Petunjuk Kerja:
1/ Menurut artikel tentang sakralisasi alam, siapa saja yang dihadirkan dalam diskusi terbatas di Dewan Pendidikan Tinggi?
2/ Tolong ketik ulang baris-baris dalam daftar, mulai dari baris yang memuat "Locate man in white shirt." sampai baris yang memuat "[136,312,238,371]", termasuk kedua baris itu.

Kutipan Dokumen:
• September 2024
    M T W T F S S
    « Aug    
     1
    2345678
    9101112131415
    16171819202122
    23242526272829
    30  

Prof. Dr. Nur Syam, M.Si

(My Official Site)

SAKRALISASI ALAM DAN PELESTARIAN LINGKUNGAN

Di dalam diskusi terbatas di Dewan Pendidikan Tinggi (DPT) kementerian Pendidikan Nasional yang dilaksanakan di kantor kemendiknas, 26/05/2011, maka banyak hal yang menarik. Diskusi yang dihadiri oleh Kluster Perubahan Iklim dan Pelestarian Lingkungan ini menghadirkan Romo Franz Magnis Suseno, Tjahjadi Nugraha, dan Fuad Jabali. Mereka masing-masing berbicara tentang relasi antara agama dan lingkungan hidup dari perspektif agamanya.  Di antara point menarik tersebut adalah tentang relasi antara Tuhan, Alam dan manusia dalam kaitannya dengan rasionalisasi, modernisasi dan kapitalisme.  

Secara tidak langsung  rasionalisasi, modernisasi dan kapitalisme telah menyebabkan relasi antara alam dan manusia tidak seimbang.  Melalui program rasionalisasi, maka manusia menganggap bahwa hanya manusia saja yang memiliki kemampuan untuk melakukan segalanya di dunia ini, sehingga yang lain lalu dianggap hanya sebagai obyek saja. Manusia adalah subyek dan alam lainnya adalah obyek.  Makanya alam kemudian dikelola dengan tidak seimbang. Maka kemudian yang terjadi adalah kerusakan alam secara berkelanjutan.

Kemudian, melalui proyek modernisasi maka manusia juga menganggap bahwa  alam adalah obyek untuk mendukung praksis modernisasi.  Dunia modern yang ditandai dengan semakin meningkatnya gaya hidup yang cenderung permissiveness, juga menyebabkan manusia melakukan apa saja untuk kepentingan dirinya. Ada moral permissiveness yang mendorong agar manusia memanfaatkan alam sesuai dengan kepentingan dirinya. Melalui dunia modern, maka  hal-hal yang tidak sesuai dengan kemodernan dianggapnya sebagai dunia masa lalu yang harus ditinggalkan.

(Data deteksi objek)
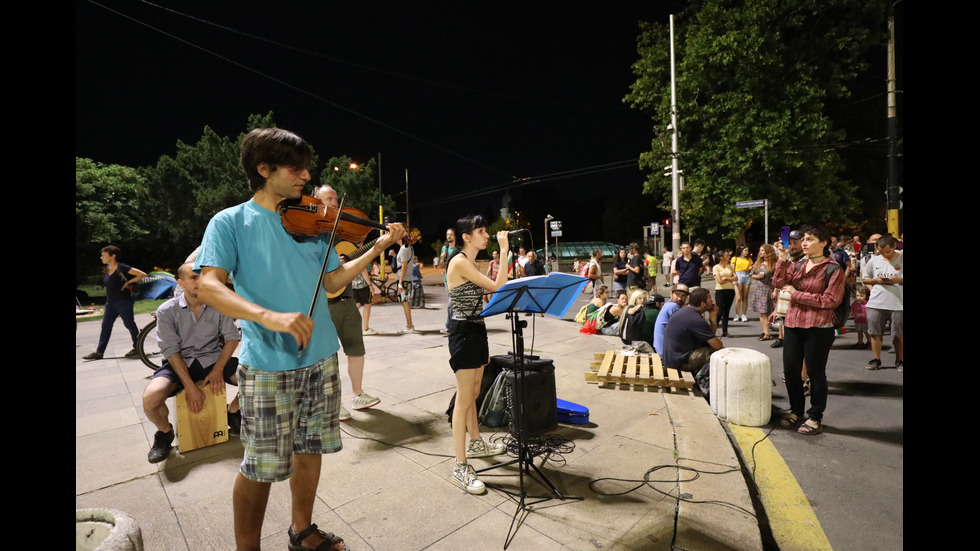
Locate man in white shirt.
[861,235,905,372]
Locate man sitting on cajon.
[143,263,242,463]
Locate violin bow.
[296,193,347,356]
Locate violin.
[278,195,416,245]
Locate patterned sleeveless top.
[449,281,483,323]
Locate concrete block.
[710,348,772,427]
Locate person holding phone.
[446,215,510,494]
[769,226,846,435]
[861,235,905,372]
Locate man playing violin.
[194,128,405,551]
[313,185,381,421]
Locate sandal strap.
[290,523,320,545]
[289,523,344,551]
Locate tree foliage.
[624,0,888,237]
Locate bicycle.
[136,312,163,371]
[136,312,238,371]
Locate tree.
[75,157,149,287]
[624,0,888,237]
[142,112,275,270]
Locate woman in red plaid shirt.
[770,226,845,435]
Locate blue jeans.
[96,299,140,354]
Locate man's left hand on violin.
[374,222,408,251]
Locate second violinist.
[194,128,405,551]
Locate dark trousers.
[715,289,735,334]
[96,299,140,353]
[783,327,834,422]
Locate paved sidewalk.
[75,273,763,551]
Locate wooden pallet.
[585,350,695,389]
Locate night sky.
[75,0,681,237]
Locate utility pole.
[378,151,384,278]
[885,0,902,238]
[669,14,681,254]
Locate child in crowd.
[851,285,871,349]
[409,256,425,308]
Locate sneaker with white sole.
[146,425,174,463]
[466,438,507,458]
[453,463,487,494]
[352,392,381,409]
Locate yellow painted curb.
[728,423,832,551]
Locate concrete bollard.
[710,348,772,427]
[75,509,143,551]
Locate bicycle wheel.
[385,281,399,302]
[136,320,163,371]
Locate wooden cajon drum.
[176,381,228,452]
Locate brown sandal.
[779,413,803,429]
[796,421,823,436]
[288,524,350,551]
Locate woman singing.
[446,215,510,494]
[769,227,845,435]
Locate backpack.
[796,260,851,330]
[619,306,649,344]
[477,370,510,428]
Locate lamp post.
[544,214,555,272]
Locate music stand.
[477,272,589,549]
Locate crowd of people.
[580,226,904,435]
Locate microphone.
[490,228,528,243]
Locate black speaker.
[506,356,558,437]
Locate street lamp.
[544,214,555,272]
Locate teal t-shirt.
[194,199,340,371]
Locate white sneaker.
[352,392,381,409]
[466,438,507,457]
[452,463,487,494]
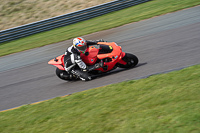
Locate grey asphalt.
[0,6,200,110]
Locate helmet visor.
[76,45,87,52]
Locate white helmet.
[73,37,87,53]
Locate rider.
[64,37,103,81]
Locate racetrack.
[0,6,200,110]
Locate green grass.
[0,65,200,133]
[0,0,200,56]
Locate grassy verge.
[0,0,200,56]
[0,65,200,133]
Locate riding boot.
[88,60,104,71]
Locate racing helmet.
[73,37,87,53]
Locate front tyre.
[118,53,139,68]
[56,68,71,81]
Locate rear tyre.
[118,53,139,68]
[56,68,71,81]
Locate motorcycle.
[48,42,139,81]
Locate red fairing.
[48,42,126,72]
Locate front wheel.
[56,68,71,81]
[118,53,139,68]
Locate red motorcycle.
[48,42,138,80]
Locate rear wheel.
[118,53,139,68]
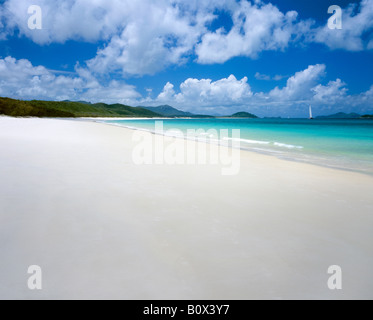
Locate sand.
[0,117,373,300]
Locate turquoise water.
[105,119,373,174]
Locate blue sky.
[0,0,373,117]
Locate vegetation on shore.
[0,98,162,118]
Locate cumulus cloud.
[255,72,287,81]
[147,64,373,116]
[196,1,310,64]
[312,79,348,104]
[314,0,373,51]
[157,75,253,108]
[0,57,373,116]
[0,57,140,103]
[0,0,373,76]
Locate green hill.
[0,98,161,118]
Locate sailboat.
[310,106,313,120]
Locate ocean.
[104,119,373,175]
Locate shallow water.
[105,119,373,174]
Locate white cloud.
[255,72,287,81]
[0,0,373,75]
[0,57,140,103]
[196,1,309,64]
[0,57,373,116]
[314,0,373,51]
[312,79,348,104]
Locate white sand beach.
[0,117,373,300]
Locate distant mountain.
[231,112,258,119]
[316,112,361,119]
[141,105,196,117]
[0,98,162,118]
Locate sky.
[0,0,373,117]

---

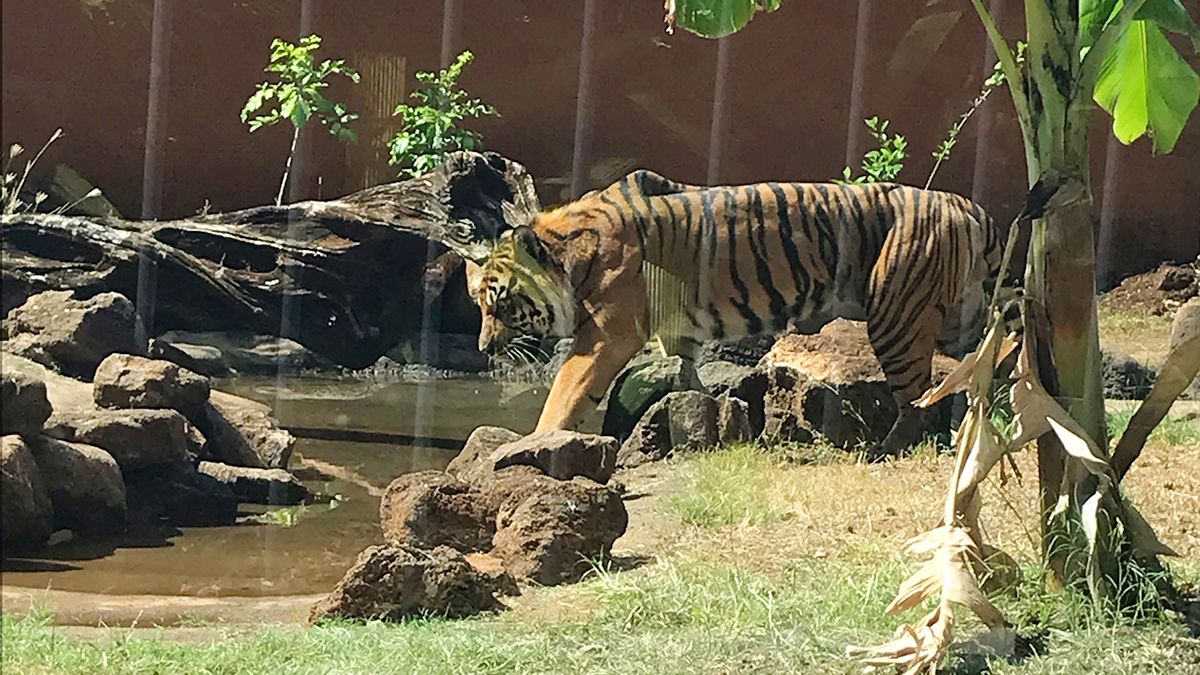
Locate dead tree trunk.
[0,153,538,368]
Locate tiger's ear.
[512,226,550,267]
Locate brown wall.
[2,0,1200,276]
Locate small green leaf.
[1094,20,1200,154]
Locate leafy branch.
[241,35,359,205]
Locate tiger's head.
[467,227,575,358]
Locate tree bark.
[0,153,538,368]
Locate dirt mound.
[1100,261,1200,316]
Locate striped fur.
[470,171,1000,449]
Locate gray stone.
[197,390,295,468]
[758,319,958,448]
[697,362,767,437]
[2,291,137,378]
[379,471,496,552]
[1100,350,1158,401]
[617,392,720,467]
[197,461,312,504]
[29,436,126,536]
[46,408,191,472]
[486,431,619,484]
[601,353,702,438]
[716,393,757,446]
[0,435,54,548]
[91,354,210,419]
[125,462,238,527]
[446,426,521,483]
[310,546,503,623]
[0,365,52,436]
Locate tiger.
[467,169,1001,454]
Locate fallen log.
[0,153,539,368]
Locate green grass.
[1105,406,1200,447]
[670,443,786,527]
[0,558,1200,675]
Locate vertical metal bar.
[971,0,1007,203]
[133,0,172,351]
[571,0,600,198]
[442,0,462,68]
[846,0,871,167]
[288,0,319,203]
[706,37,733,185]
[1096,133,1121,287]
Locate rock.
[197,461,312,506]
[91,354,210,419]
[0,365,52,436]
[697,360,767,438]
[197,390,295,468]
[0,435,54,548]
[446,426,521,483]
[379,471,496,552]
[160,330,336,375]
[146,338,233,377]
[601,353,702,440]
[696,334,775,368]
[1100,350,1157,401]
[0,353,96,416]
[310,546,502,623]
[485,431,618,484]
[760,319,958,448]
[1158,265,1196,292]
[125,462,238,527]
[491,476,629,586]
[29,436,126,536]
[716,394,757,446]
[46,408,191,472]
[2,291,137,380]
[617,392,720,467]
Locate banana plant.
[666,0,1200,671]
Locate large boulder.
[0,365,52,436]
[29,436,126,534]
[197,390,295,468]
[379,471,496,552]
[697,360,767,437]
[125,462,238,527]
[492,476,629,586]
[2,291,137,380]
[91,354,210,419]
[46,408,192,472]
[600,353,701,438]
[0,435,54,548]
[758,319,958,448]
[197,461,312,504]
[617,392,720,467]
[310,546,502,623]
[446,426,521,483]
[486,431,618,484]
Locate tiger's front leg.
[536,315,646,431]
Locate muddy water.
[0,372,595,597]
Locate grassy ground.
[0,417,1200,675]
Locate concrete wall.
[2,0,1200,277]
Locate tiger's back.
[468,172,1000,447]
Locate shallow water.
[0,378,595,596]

Jawaban Benar:
1/ Romo Franz Magnis Suseno, Tjahjadi Nugraha, dan Fuad Jabali.

2/
Locate man in white shirt.
[861,235,905,372]
Locate man sitting on cajon.
[143,263,242,463]
Locate violin bow.
[296,193,347,356]
Locate violin.
[278,195,416,245]
Locate patterned sleeveless top.
[449,281,483,323]
Locate concrete block.
[710,348,772,427]
Locate person holding phone.
[446,215,510,494]
[769,226,846,435]
[861,235,905,372]
Locate man playing violin.
[194,128,405,551]
[313,185,381,421]
Locate sandal strap.
[290,523,320,545]
[289,523,344,551]
Locate tree foliage.
[624,0,888,237]
Locate bicycle.
[136,312,163,371]
[136,312,238,371]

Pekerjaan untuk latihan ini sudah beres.